- [Action item]: Give the lines again, unchanged, starting with the line containing "Target: horizontal truss beam" and ending with the last line of the data below.

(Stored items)

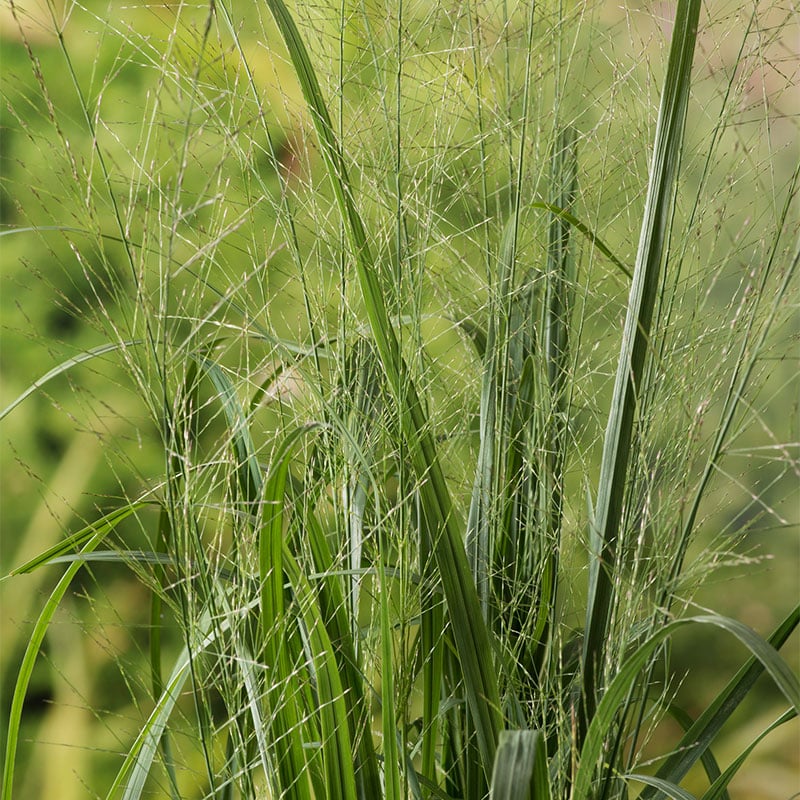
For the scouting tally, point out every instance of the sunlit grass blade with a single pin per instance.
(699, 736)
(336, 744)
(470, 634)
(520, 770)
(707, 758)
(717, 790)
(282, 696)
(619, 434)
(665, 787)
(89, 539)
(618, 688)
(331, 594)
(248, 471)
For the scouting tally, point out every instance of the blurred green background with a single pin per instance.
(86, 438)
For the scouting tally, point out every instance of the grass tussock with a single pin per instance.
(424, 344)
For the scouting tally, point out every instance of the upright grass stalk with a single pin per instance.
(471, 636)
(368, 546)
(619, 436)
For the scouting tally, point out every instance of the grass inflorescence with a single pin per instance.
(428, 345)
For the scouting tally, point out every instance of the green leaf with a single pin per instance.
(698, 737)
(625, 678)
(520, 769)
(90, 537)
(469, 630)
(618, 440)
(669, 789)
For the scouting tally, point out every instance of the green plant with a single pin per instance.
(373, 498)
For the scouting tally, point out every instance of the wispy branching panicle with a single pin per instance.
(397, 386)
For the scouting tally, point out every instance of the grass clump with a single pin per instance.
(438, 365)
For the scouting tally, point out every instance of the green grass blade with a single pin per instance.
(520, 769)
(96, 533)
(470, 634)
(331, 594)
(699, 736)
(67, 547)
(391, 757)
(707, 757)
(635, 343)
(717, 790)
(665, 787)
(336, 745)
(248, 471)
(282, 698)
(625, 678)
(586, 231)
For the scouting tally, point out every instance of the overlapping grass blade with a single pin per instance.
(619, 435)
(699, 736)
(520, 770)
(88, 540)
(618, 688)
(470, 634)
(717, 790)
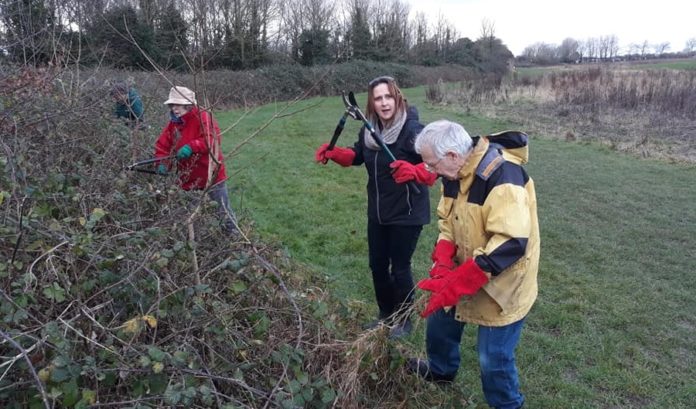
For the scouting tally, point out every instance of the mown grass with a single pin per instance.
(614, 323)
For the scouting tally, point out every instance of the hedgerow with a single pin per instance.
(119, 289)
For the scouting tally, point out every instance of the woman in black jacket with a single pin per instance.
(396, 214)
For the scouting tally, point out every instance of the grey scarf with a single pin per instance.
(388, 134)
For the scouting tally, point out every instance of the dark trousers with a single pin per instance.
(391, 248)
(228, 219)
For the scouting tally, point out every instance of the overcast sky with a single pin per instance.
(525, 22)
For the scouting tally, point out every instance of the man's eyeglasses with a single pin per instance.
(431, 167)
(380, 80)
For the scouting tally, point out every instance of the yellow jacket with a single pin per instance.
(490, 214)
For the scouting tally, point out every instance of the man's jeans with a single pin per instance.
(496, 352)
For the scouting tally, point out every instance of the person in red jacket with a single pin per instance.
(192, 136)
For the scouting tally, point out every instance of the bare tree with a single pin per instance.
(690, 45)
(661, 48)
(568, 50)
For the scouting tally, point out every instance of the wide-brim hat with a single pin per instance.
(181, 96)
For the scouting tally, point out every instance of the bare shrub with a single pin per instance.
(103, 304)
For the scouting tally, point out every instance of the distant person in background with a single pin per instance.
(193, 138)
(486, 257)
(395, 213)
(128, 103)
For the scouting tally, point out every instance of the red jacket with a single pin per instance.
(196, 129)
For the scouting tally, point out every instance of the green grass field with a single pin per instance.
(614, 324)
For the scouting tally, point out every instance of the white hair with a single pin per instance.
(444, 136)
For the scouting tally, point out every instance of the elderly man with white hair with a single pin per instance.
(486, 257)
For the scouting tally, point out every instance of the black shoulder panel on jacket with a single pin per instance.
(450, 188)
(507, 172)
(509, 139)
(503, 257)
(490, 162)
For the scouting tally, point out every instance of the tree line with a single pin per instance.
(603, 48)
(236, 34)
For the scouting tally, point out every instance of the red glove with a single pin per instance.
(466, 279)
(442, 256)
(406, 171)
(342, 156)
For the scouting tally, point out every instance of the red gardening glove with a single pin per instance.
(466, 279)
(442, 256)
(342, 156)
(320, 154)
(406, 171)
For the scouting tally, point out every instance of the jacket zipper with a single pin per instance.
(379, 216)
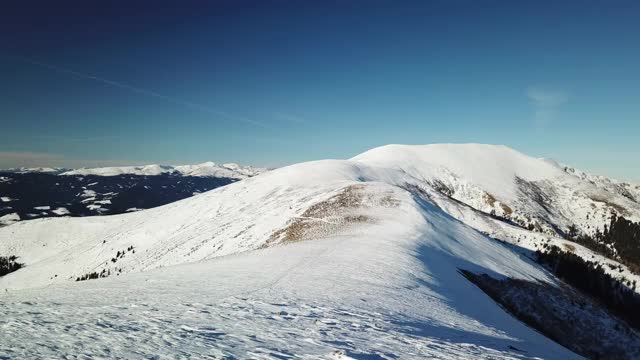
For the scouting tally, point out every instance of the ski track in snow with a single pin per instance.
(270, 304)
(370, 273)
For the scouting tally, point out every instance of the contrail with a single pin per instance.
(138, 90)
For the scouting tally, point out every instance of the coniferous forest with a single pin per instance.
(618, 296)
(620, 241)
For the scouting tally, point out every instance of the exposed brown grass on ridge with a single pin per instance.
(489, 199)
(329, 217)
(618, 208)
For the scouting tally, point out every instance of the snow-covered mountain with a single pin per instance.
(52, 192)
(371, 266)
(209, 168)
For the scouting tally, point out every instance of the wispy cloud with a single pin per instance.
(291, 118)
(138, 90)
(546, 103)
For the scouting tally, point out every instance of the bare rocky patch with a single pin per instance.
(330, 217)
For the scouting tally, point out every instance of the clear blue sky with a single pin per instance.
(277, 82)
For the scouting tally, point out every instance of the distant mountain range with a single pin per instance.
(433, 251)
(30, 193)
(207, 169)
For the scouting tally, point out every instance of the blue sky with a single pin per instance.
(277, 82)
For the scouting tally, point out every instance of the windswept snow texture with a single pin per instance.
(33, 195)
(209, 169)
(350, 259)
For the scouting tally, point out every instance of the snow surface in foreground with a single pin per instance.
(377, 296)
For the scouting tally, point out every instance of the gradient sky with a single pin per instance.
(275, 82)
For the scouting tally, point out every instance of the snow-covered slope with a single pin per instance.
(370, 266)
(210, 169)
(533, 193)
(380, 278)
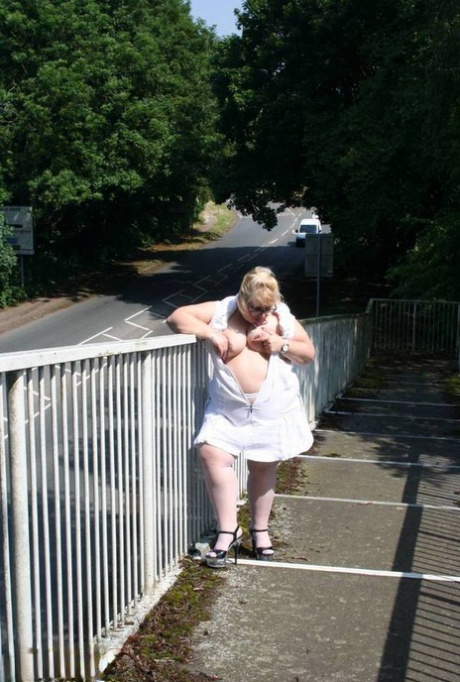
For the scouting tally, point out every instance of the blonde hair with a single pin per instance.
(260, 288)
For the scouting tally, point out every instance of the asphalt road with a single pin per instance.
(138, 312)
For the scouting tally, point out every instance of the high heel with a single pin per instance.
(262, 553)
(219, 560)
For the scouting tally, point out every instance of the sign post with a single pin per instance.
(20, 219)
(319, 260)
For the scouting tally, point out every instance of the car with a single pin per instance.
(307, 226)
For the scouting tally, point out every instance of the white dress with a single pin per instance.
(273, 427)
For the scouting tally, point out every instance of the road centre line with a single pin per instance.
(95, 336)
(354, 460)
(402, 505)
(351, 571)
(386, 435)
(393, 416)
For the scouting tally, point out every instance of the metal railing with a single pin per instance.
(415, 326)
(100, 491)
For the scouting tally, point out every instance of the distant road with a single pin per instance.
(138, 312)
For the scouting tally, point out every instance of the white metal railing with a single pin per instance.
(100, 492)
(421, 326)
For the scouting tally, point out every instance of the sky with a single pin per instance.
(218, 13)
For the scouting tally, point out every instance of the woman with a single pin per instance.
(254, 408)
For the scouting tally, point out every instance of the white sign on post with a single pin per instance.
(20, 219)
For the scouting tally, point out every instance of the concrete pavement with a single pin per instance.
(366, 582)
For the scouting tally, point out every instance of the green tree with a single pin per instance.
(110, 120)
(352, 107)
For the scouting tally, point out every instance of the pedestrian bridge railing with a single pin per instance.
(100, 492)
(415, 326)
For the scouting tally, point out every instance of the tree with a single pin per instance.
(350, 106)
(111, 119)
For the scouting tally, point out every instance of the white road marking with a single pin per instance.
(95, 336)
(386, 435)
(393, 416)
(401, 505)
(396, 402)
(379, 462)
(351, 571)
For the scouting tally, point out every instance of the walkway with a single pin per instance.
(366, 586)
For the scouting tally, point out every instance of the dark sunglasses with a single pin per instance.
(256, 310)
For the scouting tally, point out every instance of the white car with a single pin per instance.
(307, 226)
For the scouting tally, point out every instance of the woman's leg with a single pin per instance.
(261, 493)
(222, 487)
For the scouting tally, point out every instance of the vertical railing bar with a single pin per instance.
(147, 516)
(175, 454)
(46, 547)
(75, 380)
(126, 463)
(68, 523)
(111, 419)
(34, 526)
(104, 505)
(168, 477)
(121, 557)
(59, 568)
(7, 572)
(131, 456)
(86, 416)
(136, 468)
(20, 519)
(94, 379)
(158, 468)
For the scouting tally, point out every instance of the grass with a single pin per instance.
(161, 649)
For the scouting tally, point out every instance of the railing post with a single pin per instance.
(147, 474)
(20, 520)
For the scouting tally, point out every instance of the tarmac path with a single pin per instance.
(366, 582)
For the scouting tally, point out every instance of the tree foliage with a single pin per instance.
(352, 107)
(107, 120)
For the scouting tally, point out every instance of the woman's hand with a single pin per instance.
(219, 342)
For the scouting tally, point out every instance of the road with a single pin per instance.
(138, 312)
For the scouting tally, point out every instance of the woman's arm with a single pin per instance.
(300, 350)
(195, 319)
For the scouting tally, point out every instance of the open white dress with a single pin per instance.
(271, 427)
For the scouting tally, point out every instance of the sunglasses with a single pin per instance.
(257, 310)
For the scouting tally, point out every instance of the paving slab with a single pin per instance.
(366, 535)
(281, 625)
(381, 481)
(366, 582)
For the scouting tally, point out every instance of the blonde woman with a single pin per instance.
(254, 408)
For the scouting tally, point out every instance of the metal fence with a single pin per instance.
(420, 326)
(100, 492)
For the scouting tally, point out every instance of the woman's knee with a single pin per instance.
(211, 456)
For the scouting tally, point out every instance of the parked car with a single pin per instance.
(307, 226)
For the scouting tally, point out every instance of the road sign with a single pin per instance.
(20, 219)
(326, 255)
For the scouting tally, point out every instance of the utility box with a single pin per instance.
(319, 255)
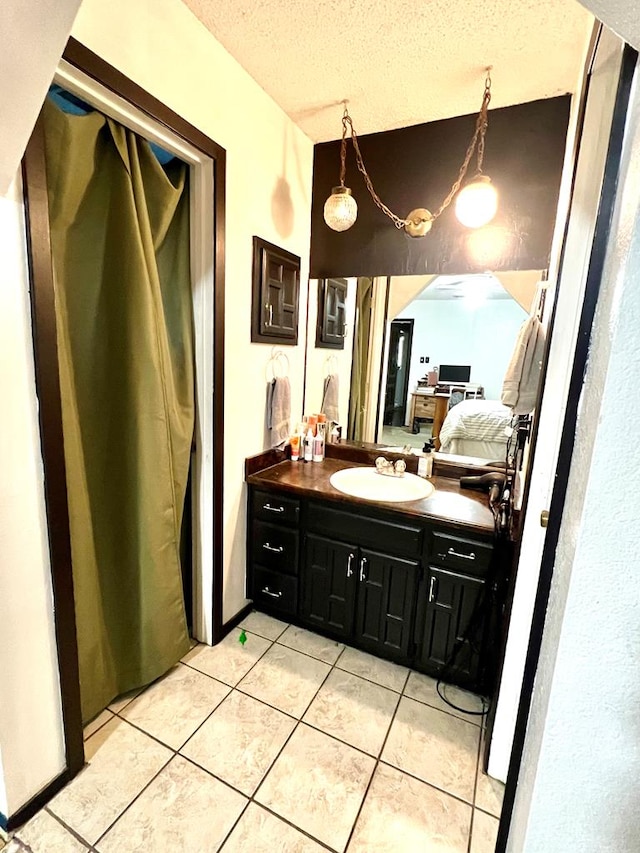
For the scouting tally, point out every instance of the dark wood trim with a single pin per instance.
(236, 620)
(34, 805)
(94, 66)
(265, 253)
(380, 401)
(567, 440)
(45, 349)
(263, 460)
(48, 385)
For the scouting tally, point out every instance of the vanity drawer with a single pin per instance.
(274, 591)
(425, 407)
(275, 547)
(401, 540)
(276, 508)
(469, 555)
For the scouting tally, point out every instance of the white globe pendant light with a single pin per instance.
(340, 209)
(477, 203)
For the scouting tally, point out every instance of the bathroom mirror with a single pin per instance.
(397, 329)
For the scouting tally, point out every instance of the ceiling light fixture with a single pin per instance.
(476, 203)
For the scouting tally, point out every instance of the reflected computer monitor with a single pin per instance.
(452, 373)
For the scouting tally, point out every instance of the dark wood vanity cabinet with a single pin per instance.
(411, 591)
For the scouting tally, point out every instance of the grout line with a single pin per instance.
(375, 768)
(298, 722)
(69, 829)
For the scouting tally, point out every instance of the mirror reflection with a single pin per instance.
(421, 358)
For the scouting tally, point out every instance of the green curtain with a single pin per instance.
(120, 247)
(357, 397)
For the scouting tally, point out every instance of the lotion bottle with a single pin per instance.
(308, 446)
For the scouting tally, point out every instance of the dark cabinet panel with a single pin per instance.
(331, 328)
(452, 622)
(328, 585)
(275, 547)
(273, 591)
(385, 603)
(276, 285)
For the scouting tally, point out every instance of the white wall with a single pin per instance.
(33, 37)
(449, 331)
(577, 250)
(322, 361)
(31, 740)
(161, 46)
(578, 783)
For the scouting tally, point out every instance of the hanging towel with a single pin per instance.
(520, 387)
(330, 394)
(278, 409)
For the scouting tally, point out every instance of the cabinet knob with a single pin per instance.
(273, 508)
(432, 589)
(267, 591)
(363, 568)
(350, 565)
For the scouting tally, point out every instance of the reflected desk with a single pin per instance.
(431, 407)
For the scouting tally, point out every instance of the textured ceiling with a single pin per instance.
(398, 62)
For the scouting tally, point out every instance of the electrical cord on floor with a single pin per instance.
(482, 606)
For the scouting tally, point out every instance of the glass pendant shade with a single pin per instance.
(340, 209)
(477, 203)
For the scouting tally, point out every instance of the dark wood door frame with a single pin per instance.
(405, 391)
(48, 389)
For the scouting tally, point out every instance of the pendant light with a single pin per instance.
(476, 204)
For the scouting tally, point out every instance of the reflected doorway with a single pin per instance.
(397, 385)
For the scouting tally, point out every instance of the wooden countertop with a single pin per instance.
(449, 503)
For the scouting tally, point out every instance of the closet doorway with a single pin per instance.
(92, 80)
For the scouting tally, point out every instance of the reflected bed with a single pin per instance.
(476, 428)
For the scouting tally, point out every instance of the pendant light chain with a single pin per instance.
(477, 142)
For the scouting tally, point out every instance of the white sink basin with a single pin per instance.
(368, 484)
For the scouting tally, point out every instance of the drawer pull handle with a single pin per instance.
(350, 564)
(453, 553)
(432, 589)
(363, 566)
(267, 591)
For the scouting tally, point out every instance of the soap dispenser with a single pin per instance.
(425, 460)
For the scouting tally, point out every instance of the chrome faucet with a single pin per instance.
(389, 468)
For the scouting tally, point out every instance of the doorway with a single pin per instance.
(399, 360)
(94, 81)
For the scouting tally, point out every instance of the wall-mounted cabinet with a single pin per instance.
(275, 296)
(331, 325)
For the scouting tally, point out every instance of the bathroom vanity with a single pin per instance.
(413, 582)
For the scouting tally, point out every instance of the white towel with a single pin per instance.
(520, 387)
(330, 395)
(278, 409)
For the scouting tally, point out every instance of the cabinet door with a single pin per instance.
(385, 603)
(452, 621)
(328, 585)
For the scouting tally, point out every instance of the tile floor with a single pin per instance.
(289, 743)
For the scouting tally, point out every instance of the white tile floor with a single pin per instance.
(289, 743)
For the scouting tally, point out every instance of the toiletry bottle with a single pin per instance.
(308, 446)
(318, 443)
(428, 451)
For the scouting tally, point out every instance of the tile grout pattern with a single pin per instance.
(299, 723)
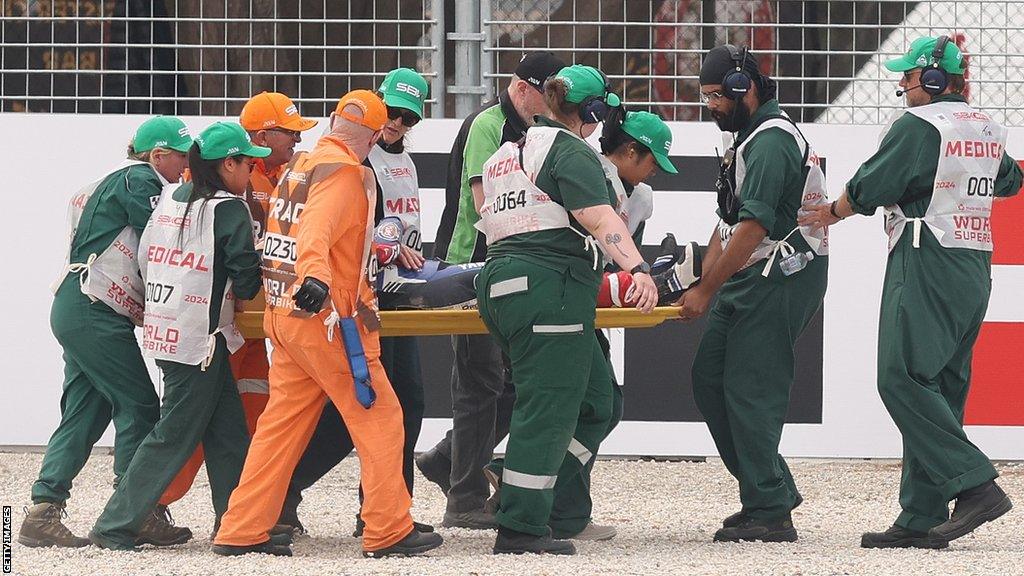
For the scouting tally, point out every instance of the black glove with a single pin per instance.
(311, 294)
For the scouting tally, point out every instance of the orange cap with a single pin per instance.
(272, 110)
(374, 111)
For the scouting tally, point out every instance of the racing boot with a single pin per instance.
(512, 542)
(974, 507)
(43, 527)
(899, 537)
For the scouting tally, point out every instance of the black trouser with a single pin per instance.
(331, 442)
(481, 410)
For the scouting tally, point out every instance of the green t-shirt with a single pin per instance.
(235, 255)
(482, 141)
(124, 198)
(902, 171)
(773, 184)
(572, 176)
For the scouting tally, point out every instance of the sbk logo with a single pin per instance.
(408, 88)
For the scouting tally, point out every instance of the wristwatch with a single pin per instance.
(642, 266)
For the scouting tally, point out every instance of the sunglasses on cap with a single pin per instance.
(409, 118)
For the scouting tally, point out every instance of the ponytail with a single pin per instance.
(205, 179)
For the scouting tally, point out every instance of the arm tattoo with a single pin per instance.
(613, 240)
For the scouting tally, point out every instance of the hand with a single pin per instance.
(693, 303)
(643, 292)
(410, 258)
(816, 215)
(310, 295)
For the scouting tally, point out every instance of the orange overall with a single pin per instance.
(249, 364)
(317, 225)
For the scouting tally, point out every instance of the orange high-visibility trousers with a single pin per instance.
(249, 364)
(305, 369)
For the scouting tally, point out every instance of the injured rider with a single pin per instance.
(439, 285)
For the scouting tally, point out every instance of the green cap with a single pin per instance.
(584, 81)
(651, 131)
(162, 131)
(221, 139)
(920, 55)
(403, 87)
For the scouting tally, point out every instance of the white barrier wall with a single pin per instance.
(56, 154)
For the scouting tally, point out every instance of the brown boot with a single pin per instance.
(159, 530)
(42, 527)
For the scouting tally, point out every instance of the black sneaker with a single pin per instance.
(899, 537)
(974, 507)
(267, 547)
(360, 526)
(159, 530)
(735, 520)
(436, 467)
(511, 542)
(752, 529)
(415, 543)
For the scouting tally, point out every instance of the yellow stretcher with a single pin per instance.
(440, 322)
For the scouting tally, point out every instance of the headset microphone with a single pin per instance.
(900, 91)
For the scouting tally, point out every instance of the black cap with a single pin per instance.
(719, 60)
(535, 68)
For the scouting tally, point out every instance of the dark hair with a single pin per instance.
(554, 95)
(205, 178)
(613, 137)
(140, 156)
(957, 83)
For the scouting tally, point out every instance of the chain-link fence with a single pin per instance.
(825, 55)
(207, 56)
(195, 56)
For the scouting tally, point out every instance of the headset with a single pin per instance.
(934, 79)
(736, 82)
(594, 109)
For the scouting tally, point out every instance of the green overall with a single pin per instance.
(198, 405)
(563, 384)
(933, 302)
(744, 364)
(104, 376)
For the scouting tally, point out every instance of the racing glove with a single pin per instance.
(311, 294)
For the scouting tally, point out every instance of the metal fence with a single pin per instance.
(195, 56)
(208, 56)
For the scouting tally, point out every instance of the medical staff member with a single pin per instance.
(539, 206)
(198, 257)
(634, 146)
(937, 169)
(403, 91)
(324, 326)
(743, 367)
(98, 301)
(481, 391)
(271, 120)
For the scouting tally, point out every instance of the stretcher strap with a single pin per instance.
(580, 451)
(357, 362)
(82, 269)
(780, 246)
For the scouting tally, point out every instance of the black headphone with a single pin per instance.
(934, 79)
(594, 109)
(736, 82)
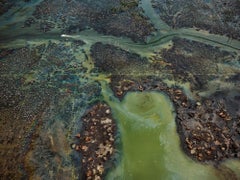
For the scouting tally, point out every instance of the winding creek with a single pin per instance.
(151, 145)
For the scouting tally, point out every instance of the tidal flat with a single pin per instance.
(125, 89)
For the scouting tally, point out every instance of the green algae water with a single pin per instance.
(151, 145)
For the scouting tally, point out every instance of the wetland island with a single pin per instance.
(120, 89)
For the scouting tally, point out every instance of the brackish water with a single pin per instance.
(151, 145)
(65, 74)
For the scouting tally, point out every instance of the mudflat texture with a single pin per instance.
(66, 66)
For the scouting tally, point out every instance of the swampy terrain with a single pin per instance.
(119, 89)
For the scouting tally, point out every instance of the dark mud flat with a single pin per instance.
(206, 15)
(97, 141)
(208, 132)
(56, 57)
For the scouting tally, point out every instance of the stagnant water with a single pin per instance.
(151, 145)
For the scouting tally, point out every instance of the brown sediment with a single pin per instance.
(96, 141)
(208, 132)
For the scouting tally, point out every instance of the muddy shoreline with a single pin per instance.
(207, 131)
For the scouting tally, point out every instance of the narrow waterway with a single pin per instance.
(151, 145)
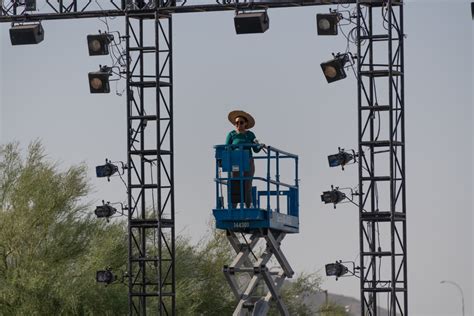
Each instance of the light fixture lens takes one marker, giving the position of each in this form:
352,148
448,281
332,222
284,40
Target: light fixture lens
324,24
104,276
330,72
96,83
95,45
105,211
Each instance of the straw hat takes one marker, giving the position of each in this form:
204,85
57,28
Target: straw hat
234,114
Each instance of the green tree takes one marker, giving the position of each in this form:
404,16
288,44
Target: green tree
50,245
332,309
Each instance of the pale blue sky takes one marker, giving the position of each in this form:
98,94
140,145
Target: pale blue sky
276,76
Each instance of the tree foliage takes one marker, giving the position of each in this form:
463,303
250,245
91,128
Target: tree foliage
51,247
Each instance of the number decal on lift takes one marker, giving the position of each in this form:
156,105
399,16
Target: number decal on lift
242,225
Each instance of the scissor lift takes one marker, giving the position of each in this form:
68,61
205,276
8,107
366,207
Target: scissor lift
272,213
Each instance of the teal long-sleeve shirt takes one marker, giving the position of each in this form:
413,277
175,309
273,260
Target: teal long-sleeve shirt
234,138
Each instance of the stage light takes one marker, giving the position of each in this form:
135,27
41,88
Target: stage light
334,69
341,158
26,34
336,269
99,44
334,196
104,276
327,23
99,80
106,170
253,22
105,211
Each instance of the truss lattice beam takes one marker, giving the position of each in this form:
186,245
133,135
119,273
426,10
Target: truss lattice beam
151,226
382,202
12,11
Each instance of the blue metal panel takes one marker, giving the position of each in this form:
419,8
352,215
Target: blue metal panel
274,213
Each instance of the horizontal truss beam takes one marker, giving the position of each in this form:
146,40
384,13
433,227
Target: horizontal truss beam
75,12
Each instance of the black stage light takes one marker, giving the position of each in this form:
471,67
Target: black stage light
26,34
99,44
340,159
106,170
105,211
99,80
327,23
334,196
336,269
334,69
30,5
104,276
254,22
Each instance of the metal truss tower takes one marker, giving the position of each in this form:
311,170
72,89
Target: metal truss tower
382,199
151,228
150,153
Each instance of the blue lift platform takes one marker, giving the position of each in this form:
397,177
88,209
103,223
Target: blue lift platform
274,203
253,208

- [Answer to this task]:
Target: horizontal truss beam
75,12
Each instance of the black stage light takes one marker, giving the position of each in this form:
471,67
Target: black stage light
26,34
99,44
340,159
106,170
105,211
99,80
327,23
334,196
336,269
334,69
30,5
104,276
254,22
Each instance of the metal truss tower takes one marker, giving the position of each in this form:
311,170
72,89
Target: metal truss tower
382,199
151,228
150,153
Each instance of the blue lift platform takes one marker, giving the position of each in this form:
397,177
88,209
103,223
Target: blue lift platform
274,203
253,208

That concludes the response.